WHAT TO WORK ON => Could you copy each line of the listing that holds "instance"?

EXTRACTED ENTRIES =>

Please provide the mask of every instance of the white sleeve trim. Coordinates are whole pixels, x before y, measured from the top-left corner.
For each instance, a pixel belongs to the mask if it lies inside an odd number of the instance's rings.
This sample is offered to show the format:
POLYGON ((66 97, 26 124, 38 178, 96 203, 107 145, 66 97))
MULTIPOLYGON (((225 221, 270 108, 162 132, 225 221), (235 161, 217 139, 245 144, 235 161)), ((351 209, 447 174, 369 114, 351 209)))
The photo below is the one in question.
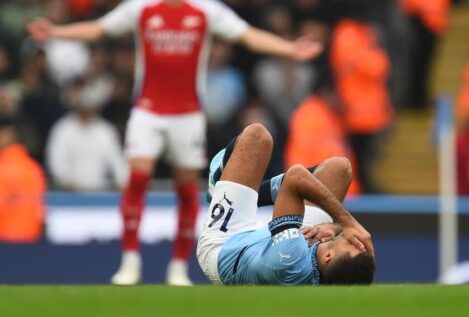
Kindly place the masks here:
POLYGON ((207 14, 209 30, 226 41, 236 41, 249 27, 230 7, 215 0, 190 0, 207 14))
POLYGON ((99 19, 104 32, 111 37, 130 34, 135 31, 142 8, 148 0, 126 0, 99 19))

REPLY TO THE TASK =>
Please provide the mask of every instance of the white sleeve trim. Coordinates are whole pixels, x before y, measured from the top-left corner.
For each instance, a pixel belongs to the mask if it lies inside an odd number of the instance's rings.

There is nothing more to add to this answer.